> _ASSIGNMENT_
Look through the entries below and return all lines including the word "white".

> _RECORDS_

BEGIN

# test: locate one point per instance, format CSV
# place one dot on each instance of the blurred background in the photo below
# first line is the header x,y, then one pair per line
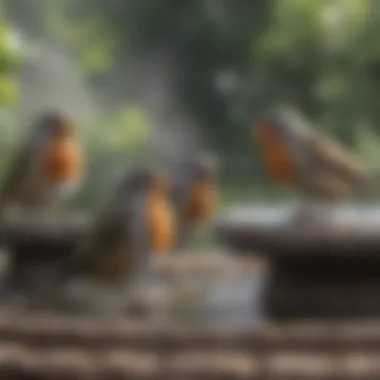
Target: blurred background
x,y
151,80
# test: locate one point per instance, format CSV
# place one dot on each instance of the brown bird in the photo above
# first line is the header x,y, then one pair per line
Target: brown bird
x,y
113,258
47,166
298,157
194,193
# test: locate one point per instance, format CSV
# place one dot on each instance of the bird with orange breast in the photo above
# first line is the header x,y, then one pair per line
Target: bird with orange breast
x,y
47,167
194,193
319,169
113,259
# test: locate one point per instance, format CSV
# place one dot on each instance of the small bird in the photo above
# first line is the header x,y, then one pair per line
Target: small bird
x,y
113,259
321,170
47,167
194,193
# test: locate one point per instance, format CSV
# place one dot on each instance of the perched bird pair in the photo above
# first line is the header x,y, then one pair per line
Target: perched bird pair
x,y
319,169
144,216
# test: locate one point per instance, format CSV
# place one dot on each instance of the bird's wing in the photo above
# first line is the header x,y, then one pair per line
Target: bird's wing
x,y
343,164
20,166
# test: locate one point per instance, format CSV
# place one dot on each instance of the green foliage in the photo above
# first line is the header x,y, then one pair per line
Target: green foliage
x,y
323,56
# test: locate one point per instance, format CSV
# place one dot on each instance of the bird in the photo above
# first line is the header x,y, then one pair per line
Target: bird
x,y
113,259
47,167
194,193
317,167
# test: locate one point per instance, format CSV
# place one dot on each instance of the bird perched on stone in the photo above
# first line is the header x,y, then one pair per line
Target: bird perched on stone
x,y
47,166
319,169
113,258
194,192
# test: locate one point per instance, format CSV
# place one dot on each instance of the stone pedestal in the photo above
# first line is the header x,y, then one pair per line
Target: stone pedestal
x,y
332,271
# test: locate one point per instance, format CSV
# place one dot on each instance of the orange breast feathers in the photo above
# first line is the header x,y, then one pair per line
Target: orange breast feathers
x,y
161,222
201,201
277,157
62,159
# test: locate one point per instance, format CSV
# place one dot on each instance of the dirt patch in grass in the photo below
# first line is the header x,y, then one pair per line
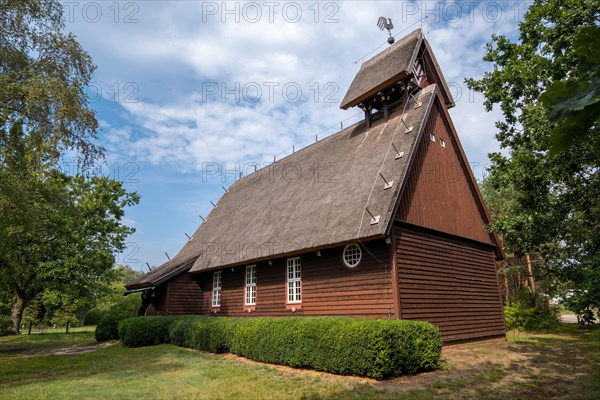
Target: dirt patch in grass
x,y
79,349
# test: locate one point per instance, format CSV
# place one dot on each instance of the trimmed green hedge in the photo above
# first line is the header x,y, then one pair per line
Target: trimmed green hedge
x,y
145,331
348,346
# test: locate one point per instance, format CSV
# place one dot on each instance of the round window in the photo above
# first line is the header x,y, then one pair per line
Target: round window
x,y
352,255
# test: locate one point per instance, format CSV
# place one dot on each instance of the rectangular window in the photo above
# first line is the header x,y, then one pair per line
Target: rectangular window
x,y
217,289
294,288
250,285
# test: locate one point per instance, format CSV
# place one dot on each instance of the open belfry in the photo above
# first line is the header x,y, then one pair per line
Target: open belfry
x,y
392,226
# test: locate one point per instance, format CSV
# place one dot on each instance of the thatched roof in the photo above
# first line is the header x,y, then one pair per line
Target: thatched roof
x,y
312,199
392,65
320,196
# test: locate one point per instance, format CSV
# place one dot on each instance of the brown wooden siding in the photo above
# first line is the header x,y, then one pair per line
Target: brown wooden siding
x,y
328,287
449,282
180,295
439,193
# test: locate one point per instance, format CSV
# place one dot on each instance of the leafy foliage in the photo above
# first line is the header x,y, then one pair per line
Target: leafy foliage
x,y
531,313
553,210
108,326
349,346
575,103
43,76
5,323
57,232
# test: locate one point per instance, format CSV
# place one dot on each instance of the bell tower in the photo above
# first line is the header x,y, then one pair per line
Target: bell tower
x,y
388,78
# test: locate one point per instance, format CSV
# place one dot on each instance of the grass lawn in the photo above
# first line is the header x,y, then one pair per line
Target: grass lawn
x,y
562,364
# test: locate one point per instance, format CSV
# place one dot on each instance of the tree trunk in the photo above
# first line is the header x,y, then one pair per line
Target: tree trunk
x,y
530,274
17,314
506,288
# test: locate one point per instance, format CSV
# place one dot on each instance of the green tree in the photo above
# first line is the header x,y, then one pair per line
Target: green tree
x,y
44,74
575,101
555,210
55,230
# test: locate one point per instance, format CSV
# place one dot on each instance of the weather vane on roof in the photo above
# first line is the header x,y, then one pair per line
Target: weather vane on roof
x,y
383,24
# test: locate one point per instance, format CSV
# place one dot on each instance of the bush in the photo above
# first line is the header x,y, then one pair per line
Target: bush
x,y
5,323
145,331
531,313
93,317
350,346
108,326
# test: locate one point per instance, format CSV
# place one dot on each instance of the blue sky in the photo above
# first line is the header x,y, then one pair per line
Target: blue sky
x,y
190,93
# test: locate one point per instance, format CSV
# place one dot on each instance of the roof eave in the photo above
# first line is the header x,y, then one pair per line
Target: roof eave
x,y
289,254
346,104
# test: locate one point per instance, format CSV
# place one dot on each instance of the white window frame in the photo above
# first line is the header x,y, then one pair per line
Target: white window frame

END

> _TASK RESPONSE_
# place one dot on each instance of the white window frame in the photo above
Target: white window frame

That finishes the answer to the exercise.